◆ **TO BE DONE**
Carry on the mailing-list discussion of etherstubs and VNICs, starting right after its final line.

◆ **TEXT PROVIDED**
━━━━━━━━━━
Issues for 2008/055

Nicolas Droux Tue, 23 Dec 2008 00:11:01 -0700

On Dec 18, 2008, at 9:25 AM, James Carlson wrote:

> Nicolas Droux writes:
>>
>> We also limitations built-in to prevent an etherstub to be plumbed,
>> which maybe causing the other issue you are hitting.
>
> That seems likely.
>
> The underlying issue seems to be in the design of VNICs and etherstub.
> On a regular NIC, there's a native instance that has its own MAC
> address and thus can work normally when plumbed; no VNIC is required.
> On an etherstub, though, the native instance has no address, and VNICs
> appear to be required in order to provide MAC addresses needed for
> clients.
>
> Thus, to a client, the two are different.


That's correct.

> Providing etherstubs themselves with arbitrary MAC addresses and
> allowing them to be plumbed normally (just as though they were regular
> NICs) would resolve the issue, but might be a step too far.

That would be one option, I'm sure we can work something out to make  
etherstub bridging-friendly.

>>> I'm not sure, though, that it's an interesting case.  You'll get
>>> better performance if you just put all of the VNICs that must talk
>>> with each other together on a single etherstub if you're planning to
>>> bridge etherstubs together.  If you're planning to bridge an  
>>> etherstub
>>> with a regular NIC, then just move the VNICs over to the regular  
>>> NIC.
━━━━━━━━━━
[Collected data entries]
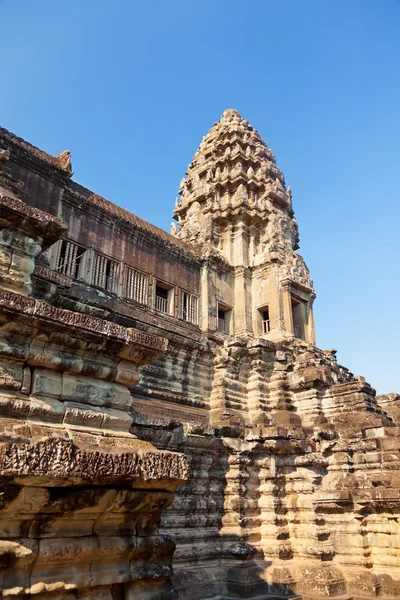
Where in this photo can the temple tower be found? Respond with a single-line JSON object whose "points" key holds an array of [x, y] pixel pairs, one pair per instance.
{"points": [[235, 208]]}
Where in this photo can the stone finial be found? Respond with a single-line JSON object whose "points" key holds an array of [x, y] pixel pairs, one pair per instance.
{"points": [[64, 160], [4, 156], [230, 115]]}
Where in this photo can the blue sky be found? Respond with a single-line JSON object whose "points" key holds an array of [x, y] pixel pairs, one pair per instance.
{"points": [[131, 87]]}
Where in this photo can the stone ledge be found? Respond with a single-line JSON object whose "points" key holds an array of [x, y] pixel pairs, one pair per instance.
{"points": [[59, 461], [30, 307], [32, 220]]}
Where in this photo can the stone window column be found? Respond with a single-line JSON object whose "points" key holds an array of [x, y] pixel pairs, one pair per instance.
{"points": [[287, 307]]}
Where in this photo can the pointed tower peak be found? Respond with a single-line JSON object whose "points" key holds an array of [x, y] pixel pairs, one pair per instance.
{"points": [[233, 185], [230, 115]]}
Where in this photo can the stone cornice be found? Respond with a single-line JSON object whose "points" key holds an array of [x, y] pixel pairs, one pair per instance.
{"points": [[32, 220], [88, 325]]}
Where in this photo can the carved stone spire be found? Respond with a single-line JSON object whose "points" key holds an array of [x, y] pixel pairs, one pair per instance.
{"points": [[234, 197]]}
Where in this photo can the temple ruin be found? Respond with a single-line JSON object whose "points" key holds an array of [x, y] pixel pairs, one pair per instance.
{"points": [[168, 426]]}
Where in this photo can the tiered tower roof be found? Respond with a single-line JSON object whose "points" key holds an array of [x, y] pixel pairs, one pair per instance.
{"points": [[234, 177]]}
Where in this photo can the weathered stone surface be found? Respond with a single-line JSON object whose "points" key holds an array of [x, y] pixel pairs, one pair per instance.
{"points": [[124, 348]]}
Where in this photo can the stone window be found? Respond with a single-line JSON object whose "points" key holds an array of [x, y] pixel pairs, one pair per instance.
{"points": [[105, 273], [299, 310], [164, 298], [224, 318], [264, 320], [188, 307], [136, 285], [67, 258]]}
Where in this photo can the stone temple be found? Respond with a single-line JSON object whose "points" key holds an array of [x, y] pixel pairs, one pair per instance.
{"points": [[168, 427]]}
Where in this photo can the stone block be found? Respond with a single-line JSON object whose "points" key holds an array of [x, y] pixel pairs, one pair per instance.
{"points": [[87, 390], [46, 383]]}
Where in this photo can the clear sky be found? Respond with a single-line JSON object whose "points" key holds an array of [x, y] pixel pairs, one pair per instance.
{"points": [[131, 87]]}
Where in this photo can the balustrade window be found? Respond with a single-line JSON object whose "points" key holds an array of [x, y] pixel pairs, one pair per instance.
{"points": [[224, 318], [67, 258], [188, 307], [136, 285], [164, 298], [105, 273]]}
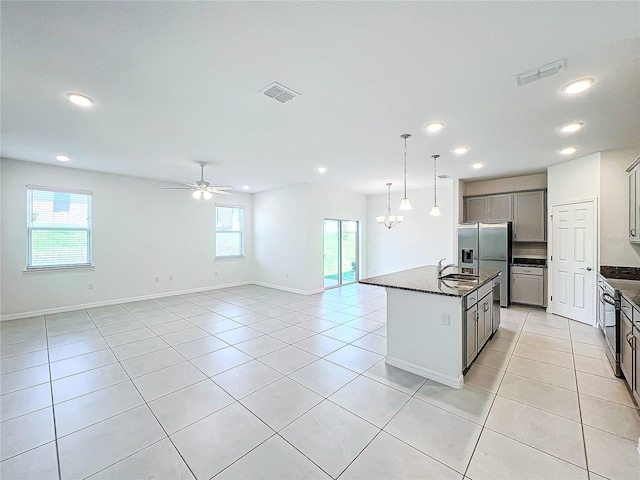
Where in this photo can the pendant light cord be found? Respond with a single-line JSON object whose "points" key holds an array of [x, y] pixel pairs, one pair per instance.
{"points": [[435, 176], [405, 166]]}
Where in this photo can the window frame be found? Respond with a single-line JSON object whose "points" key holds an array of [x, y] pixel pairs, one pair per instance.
{"points": [[240, 232], [30, 229]]}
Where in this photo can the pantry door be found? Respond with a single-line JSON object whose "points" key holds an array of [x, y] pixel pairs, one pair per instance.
{"points": [[573, 261]]}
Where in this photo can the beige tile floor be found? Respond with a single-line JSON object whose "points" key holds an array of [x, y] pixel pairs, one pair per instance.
{"points": [[250, 382]]}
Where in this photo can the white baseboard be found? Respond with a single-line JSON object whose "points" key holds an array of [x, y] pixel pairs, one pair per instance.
{"points": [[287, 289], [425, 372], [68, 308]]}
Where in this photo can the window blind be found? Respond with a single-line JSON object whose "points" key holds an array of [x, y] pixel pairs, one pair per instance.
{"points": [[59, 227], [229, 231]]}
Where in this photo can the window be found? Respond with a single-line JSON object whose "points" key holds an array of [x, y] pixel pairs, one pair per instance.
{"points": [[229, 232], [58, 228]]}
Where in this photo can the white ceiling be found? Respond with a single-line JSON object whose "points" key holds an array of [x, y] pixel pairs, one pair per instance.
{"points": [[175, 83]]}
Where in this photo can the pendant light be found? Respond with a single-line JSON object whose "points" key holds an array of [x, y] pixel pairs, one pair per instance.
{"points": [[435, 211], [405, 204], [389, 220]]}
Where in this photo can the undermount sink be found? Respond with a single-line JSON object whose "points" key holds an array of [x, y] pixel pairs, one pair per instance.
{"points": [[460, 277]]}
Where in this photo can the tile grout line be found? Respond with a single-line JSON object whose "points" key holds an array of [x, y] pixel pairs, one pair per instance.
{"points": [[145, 403], [584, 440], [495, 396], [53, 404]]}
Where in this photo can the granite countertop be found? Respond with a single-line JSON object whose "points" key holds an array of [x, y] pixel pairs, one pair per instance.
{"points": [[425, 280], [630, 289]]}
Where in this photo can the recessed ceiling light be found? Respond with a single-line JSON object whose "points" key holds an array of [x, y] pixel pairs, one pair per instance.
{"points": [[79, 99], [434, 126], [568, 150], [460, 150], [578, 86], [571, 127]]}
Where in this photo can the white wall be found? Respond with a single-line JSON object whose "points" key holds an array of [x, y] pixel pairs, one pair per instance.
{"points": [[615, 249], [420, 239], [289, 239], [139, 232], [576, 179]]}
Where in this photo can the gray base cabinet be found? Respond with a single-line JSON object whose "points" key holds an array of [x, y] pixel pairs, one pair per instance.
{"points": [[478, 321], [528, 286], [629, 348]]}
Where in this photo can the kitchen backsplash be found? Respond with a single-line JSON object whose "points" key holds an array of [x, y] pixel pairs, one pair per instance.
{"points": [[623, 273]]}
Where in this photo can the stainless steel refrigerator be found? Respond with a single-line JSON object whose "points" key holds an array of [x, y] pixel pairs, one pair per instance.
{"points": [[487, 245]]}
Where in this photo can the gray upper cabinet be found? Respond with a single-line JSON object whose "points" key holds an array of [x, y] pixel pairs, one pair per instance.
{"points": [[529, 216], [527, 211], [488, 208], [499, 207], [476, 209]]}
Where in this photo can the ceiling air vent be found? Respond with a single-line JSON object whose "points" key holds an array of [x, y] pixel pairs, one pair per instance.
{"points": [[539, 73], [279, 92]]}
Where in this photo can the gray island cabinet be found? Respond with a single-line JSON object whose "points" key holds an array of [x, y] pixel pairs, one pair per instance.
{"points": [[436, 327]]}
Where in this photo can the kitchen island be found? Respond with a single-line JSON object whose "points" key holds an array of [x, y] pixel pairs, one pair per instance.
{"points": [[437, 326]]}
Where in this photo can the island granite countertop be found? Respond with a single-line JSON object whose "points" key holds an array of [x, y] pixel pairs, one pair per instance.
{"points": [[425, 280]]}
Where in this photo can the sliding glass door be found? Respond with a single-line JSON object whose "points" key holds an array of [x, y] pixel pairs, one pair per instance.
{"points": [[340, 252]]}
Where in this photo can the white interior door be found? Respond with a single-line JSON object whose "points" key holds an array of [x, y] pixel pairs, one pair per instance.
{"points": [[573, 261]]}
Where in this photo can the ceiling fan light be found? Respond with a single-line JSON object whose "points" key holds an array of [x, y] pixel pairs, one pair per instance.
{"points": [[405, 204], [578, 86], [79, 99]]}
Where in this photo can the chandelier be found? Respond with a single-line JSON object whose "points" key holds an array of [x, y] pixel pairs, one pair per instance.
{"points": [[389, 220]]}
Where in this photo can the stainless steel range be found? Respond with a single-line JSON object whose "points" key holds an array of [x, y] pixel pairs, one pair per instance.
{"points": [[609, 322]]}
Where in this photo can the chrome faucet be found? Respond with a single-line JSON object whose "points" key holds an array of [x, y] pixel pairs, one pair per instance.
{"points": [[442, 269]]}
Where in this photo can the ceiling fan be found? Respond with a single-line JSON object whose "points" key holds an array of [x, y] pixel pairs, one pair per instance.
{"points": [[202, 189]]}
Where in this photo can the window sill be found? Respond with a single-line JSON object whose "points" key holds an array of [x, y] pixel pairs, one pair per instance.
{"points": [[57, 269]]}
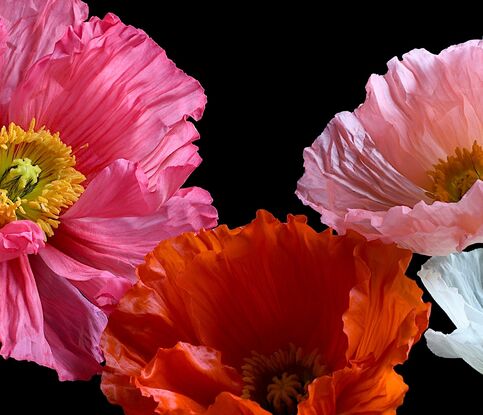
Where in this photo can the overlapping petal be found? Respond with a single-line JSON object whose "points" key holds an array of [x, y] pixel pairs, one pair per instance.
{"points": [[206, 301], [124, 108], [368, 171], [455, 282], [112, 93]]}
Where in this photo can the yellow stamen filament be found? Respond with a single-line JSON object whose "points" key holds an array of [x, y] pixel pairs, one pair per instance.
{"points": [[7, 208], [37, 176], [455, 176], [278, 382]]}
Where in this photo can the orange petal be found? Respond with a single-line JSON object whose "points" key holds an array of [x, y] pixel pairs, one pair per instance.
{"points": [[356, 390], [187, 370], [120, 391], [386, 315]]}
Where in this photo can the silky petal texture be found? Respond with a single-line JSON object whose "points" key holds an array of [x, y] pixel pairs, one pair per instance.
{"points": [[368, 169], [101, 288], [112, 93], [254, 257], [226, 403], [22, 333], [179, 335], [355, 390], [386, 315], [32, 29], [123, 107], [113, 236], [19, 238], [456, 284], [425, 106], [174, 373]]}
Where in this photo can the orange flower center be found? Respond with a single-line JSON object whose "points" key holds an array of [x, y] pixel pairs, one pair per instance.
{"points": [[37, 176], [280, 381], [455, 176]]}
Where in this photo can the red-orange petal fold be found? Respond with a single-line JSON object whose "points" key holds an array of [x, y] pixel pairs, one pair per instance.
{"points": [[205, 301]]}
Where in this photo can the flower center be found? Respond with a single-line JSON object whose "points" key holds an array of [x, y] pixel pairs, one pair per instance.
{"points": [[455, 176], [280, 381], [37, 176]]}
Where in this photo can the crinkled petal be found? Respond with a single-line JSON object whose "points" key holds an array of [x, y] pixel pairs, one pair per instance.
{"points": [[22, 334], [112, 93], [255, 256], [386, 314], [466, 344], [226, 403], [436, 229], [72, 325], [21, 237], [118, 244], [32, 27], [455, 283], [100, 287], [368, 171], [120, 190], [355, 390], [426, 106], [344, 170], [187, 370], [119, 390]]}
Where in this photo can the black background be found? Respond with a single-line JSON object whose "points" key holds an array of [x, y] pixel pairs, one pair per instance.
{"points": [[273, 78]]}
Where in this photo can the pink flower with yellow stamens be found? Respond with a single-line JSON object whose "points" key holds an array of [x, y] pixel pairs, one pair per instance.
{"points": [[94, 149], [406, 166]]}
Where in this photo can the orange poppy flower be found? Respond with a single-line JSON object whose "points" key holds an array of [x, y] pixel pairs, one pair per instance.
{"points": [[270, 318]]}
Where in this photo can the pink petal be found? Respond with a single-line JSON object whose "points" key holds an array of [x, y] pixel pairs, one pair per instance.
{"points": [[109, 86], [33, 27], [106, 229], [436, 229], [71, 323], [18, 238], [425, 106], [344, 169], [119, 190], [173, 160], [21, 322], [100, 287]]}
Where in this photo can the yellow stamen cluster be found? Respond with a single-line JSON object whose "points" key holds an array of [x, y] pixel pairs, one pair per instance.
{"points": [[37, 176], [455, 176], [278, 382]]}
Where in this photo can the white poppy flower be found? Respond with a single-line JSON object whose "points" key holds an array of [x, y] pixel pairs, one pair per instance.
{"points": [[456, 284]]}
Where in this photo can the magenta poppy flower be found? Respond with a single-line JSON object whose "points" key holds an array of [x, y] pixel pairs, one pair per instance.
{"points": [[94, 148], [406, 166]]}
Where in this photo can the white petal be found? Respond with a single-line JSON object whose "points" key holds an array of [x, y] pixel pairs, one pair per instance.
{"points": [[462, 343], [455, 282]]}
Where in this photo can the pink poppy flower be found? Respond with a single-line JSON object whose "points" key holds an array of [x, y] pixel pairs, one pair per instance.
{"points": [[405, 166], [94, 148]]}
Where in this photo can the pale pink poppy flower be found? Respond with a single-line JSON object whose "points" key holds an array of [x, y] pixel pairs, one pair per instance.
{"points": [[405, 166], [79, 209]]}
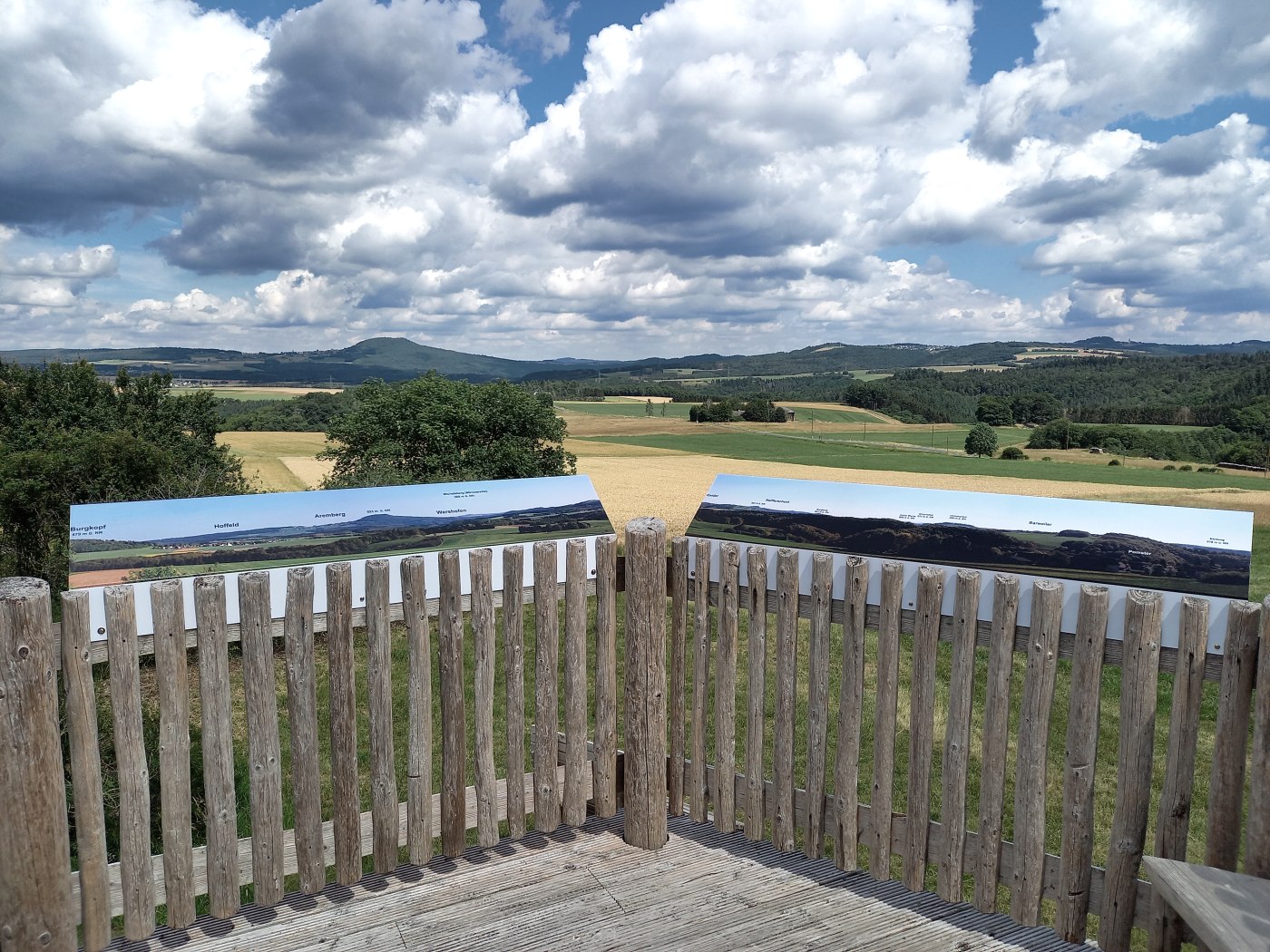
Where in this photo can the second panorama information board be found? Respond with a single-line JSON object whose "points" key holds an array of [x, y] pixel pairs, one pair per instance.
{"points": [[1174, 549]]}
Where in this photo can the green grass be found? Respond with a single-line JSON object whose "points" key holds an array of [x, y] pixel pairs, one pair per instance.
{"points": [[777, 448]]}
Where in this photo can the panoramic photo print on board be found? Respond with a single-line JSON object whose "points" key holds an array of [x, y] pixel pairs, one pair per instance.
{"points": [[118, 542], [1197, 551]]}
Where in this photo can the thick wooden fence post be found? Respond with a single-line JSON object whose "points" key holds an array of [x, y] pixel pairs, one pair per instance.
{"points": [[645, 789], [35, 908]]}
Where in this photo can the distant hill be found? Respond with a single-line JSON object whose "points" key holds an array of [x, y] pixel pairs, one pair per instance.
{"points": [[400, 358]]}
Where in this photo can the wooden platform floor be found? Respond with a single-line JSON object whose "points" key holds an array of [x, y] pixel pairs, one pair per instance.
{"points": [[586, 889]]}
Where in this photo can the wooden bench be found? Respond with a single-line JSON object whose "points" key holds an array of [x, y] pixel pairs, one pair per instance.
{"points": [[1228, 911]]}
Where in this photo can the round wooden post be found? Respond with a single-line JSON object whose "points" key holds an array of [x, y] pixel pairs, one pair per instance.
{"points": [[35, 908], [645, 791]]}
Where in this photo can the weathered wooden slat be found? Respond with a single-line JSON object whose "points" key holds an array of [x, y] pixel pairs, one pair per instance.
{"points": [[846, 770], [726, 685], [264, 749], [679, 670], [996, 740], [818, 701], [1031, 770], [366, 847], [1082, 751], [415, 599], [454, 716], [85, 771], [513, 673], [644, 783], [133, 772], [216, 714], [1231, 738], [574, 802], [698, 806], [302, 720], [546, 704], [1256, 857], [1172, 822], [37, 909], [605, 765], [884, 717], [786, 673], [956, 735], [1142, 621], [345, 793], [168, 611], [378, 685], [756, 808], [921, 721], [480, 567]]}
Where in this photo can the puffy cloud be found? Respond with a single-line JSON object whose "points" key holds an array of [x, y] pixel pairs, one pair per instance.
{"points": [[721, 178]]}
━━━━━━━━━━
◆ **ANSWER FOR THIS EXERCISE**
>>
>> An important benefit is to have the flexibility to build virtual
>> networks in a box which map directly to physical topologies.
>
> Please expand on that.

Our architecture allows one to build a virtual network in a box  
consisting of virtual switches, virtual NICs, etc. That virtual  
network in a box can be used to simulate physical network topologies,  
which can be used by testers, developers, deployers, etc. The more  
virtual network elements we have, the richer these virtual networks  
can be, and the more realistically they can be used to simulate real  
networks.

> If we're talking about using these for general testing purposes (e.g.,
> creating a four-port bridge inside a box and using that for the IPMP
> test suite; no external hardware required), then I think etherstubs
> are just the wrong mechanism, because they are so different from
> actual Ethernets.
>
> What I believe we really need to generalize that case is an entity
> that emulates a point-to-point link, where the two endpoints are
> separate MACs in the same box.  Such a pseudo-device would give us:
>
>  - Distinct transmit and receive paths across the emulated link,
>    which could be subject to any desired impairment (e.g., MTU
>    restrictions, loss rates, delay, link up/down).
>
>  - Emulation of negotiated L2 parameters, including all of the
>    standard Ethernet capabilities.
>
>  - An obvious means to test wireless configurations, by having one
>    endpoint behave as an 802.11 "client" and the other behave as an
>    AP, emulating the assocation/disassociation/authentication
>    mechanisms.
>
> None of that appears to be as feasible with etherstubs.

What you are describing should be possible using VNICs connected  
through etherstubs. But this is different than what I was referring  
to, which is a bridge between etherstubs.

> If we're talking about other cases, then I'll need more information.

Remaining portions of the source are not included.